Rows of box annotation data
*****

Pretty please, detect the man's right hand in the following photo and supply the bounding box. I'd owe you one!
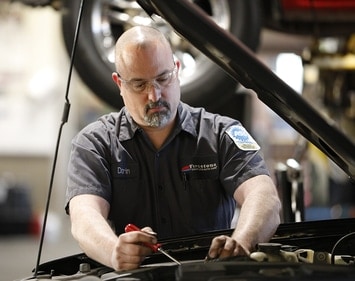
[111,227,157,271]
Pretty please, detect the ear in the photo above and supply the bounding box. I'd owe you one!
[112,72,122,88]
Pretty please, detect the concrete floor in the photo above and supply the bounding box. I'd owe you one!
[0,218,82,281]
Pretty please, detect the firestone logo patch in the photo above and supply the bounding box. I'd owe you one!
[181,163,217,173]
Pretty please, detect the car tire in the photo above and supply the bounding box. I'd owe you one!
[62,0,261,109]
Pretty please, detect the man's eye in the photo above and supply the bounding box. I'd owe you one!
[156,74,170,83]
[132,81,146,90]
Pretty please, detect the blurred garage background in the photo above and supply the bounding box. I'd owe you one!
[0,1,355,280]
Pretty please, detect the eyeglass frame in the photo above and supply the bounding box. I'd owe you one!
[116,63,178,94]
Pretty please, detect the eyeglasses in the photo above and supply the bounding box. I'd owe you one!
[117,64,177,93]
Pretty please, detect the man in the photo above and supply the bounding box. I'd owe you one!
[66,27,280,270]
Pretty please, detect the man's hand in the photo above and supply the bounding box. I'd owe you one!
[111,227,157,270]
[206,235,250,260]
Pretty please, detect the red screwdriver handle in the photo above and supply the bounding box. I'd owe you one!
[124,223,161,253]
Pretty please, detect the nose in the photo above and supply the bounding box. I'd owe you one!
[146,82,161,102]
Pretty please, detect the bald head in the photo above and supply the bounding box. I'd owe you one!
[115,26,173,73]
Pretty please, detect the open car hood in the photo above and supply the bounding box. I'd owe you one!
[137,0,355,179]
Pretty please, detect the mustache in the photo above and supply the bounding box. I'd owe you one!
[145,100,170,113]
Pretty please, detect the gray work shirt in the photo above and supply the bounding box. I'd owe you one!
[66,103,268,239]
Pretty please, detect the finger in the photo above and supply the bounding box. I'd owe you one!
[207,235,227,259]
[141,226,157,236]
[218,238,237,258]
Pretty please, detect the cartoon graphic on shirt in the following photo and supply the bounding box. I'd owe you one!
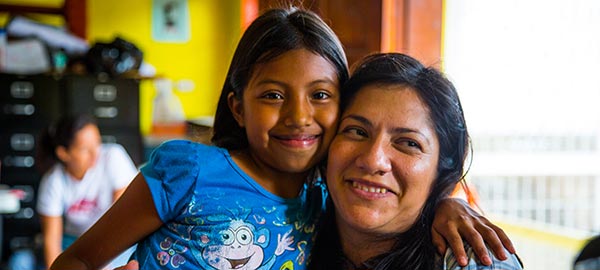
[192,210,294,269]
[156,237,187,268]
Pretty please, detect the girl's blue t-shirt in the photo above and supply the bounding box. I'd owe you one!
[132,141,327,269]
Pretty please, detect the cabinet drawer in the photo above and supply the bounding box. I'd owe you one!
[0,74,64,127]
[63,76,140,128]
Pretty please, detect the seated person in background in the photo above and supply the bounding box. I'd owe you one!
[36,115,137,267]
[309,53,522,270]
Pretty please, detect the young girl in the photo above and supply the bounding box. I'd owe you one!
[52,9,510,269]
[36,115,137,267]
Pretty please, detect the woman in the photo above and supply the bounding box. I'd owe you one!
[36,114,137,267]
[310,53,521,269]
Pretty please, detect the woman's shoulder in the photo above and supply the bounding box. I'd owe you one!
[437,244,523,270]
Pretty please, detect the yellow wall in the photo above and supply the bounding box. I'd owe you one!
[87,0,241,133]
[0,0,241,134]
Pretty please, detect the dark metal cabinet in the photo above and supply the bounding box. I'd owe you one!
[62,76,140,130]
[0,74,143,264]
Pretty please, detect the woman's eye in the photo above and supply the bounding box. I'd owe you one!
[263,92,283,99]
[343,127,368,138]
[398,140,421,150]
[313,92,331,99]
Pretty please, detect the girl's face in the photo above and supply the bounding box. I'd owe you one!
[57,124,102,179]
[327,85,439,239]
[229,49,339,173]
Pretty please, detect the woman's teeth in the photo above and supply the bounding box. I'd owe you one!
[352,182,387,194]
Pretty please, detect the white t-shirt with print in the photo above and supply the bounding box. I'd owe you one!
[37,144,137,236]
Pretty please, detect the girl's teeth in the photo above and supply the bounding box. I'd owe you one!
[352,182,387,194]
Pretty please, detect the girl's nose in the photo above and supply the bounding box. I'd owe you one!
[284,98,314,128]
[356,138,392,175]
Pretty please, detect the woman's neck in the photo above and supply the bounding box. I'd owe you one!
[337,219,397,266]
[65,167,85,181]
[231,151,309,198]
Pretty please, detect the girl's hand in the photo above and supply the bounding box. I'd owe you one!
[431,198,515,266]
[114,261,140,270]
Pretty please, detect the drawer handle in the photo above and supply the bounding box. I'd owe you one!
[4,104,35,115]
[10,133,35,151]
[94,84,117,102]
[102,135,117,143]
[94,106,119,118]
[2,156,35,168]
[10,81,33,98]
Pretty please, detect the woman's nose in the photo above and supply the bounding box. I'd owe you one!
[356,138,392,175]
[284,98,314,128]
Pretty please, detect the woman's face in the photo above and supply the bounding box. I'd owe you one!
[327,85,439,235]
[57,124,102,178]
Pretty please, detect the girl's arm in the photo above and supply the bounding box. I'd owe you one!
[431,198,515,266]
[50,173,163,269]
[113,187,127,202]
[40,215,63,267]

*****

■ Goal of the exercise: Rewrite the material from the line with "Pretty please, detect the woman's face" up to and including the line with "[57,124,102,178]", raising every bounding box coordinate in the answers by 67. Leave everything else unchanged.

■ Finished exercise:
Pretty please, detect the woman's face in the photo above and supply the bounding box. I'd owe you one!
[394,152,506,302]
[124,191,169,245]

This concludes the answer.